* _TEXT SHOWN_:
____________________

Please note that this is not a “real-time” system where calls would be recorded as they are made, but rather a system to visualize calls that have already been made. It is intended for use by a MewbileTech operator to analyze customers’ calling patterns.
The classes you will implement include some methods that are never used in the present application, such as a method for cancelling a contract. These provide services that MewbileTech anticipates will be used in future applications.
Phone Company Specifications
A MewbileTech customer has a unique id number, and one or more phone lines. Each phone line has a unique phone number associated with it (which cannot change once assigned to this phone line), a contract, the call history associated with this phone line, and the monthly bill for every month when the line was in use under the current contract. A phone line can change contracts over time, but the application you are writing does not offer that operation to the MewbileTech operator.
A call has a source number, destination number, the time when the call was made, the duration of the call, and the geographic locations (as a pair of longitude+latitude coordinates) of both the source of the call and the destination of the call.
The call history of each customer is a record of all outgoing and incoming calls.
A contract is an agreement between MewbileTech and a given customer. Contracts come in three types: Month-to-Month Contract, Term Contract, and Prepaid Contract. The type of contract determines things like whether the customer must commit to a term (i.e., a period of time), the rate charged per minute of voice time, and the number of included (free) minutes per month. Details on each contract type are provided in Task 3.
A customer can have each of their phone lines under a different type of contract, but each line is associated with exactly one contract.
As any respectable company, MewbileTech must be able to bill its customers correctly. A monthly billhas a number of billed minutes, as well as the free minutes included in the customer’s contract (if any) that have been used in that monthly billing cycle.
Note: Although, as you will see, the application can display the bill for any customer in any month, it does not have any capabilities related to payments. Each bill is generated assuming there was no unpaid carry-over from the previous month.
Warmup Task A: Get familiar with the input data format
Download the assignment materials and unzip it into your assignments/a1/ folder.
The customer data, including calls, are stored in a file that is in a format called JSON. JSON format stores data as key-value pairs, similar to dictionaries in python. If you’re curious to explore this format in depth, we recommend this introduction to the JSON format. However, we will give you all the information you need about to how to interpret the structure of the data you will be working with, and a sample dataset in a file called dataset.json. This dataset is not real; it was automatically generated. Open it up and review its structure and content. To help you understand the structure, we are also providing a smaller dataset called data.py which is formatted to make the structure of the data stand out. Here is some information that will help you find your way around:
• The data contains two keys, events and customers.

____________________

* _REQUIREMENTS_:
1. In the MewbileTech assignment text, copy the passage from "Phone Company Specifications" to "and incoming calls.", renaming "call history" to "call log" everywhere it occurs.
2. Name the contract types listed in the MewbileTech assignment text.
3. Carry on the MewbileTech assignment text from its last line.

* _Dataset excerpt_:
____________________

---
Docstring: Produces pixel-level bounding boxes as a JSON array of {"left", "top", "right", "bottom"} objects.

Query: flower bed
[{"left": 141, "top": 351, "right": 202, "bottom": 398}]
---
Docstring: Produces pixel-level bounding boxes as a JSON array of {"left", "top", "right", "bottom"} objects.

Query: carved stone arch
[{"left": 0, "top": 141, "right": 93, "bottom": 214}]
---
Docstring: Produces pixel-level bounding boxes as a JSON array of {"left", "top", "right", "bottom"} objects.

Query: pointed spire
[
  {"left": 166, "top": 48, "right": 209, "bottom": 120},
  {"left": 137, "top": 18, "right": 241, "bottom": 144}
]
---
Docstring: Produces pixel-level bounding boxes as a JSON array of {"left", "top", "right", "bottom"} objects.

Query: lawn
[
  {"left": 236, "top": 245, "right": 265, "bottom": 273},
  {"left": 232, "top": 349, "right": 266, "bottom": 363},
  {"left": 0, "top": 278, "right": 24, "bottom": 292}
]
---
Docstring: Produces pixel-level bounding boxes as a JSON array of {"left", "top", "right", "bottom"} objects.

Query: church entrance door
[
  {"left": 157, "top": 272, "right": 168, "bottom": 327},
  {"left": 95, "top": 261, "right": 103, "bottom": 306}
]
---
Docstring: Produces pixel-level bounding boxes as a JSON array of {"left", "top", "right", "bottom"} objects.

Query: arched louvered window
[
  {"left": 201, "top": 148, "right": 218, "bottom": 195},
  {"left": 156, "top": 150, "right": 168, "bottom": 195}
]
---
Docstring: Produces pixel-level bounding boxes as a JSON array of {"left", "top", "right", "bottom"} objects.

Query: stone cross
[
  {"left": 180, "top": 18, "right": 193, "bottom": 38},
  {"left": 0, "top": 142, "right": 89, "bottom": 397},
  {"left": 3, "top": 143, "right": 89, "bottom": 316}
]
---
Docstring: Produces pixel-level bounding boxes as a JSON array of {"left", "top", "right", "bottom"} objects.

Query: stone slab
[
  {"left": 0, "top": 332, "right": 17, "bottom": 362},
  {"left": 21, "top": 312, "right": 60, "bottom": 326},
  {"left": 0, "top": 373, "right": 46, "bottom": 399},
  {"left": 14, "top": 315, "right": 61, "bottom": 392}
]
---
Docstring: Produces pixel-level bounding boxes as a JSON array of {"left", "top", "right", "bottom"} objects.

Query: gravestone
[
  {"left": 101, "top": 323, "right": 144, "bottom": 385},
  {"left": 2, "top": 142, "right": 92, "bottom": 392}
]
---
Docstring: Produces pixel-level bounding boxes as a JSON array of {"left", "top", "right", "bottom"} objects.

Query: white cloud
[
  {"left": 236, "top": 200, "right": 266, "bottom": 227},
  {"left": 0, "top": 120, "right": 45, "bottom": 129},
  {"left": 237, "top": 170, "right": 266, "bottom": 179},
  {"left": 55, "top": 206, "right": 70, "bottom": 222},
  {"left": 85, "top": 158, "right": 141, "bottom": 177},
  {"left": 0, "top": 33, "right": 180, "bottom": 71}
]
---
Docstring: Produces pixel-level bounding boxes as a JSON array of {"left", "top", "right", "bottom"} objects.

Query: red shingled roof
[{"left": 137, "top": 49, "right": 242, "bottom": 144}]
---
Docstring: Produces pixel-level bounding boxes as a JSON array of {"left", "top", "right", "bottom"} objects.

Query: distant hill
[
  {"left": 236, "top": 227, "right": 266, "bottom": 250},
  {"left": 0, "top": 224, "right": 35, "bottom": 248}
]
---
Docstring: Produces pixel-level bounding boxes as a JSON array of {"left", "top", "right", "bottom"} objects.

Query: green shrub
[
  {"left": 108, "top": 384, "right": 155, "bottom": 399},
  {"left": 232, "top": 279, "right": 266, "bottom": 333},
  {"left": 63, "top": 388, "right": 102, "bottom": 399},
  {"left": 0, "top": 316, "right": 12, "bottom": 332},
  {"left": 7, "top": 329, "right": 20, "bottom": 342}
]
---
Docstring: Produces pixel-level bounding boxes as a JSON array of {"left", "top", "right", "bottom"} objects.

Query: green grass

____________________

* _PER-TASK OUTPUTS_:
1.
Phone Company Specifications
A MewbileTech customer has a unique id number, and one or more phone lines. Each phone line has a unique phone number associated with it (which cannot change once assigned to this phone line), a contract, the call log associated with this phone line, and the monthly bill for every month when the line was in use under the current contract. A phone line can change contracts over time, but the application you are writing does not offer that operation to the MewbileTech operator.
A call has a source number, destination number, the time when the call was made, the duration of the call, and the geographic locations (as a pair of longitude+latitude coordinates) of both the source of the call and the destination of the call.
The call log of each customer is a record of all outgoing and incoming calls.

2. Month-to-Month Contract, Term Contract, Prepaid Contract

3.
• The value for the events key is a list of call and SMS events (aka text messages) for all customers. NOTE: We will ignore the SMS events in this assignment. You are welcome to think of how you would extend the MewbileTech application to support SMS events too, but this is out of the scope of this assignment.
• Each event in the list has several key-value pairs, representing the type of event, source and destination number, time when the event occurred, location (longitude/latitude coordinates), etc.
• The value for the customers key is a list of customers.
• Each customer in the list has two key-value pairs: the key lines is associated with a list of phone lines, and the key id is associated with the id of the customer who owns those lines.
Warmup Task B: Starter code, setup, and initial run
Task B.1: Run the starter code
Before you go into the starter code, you should know that aside from the python code, sample tests, and the sample dataset, we provide you with a diagram (in the file StarterCodeArchitecture.pdf) to help you visualize some of the key classes. You may have a peek over this diagram and think about relationships between the classes, but don’t worry if you don’t understand it all in one go. Remember to revisit this diagram as you follow our instructions in the next tasks.
We’ll dig in to the code shortly. But first, do the following to make sure your computer is set up properly to run the program.
• Open the file application.py in PyCharm and skim through it. This module contains the main program which drives the entire application. Don’t worry if you don’t understand everything, we will guide you through this at the right time.
• Run that file. You will see a new window open up showing a blank map of Toronto. This is all the program does right now, but you are about to change that! You can close the window by pressing the X in the corner, as you would any other window.
Important notes for Mac users: While your code must run on the lab machines, you are welcome to use your own computer to work on the assignment as well. However, for those of you running this assignment on Mac computers, the latest OSX (Mojave, 10.14) has a bug where it may not display the images for the map and will instead render a blank screen when running. A workaround has been found to work for most users, which requires the installation of the most recent version of Python 3.7.2, which you can download as a binary installation package from here. Only the macOS 64-bit/32-bit installer has been tested and proven to work with the assignment. With this installation the assignment will show the map and respond to user input events (we’ll discuss user input events later, when we discuss filtering).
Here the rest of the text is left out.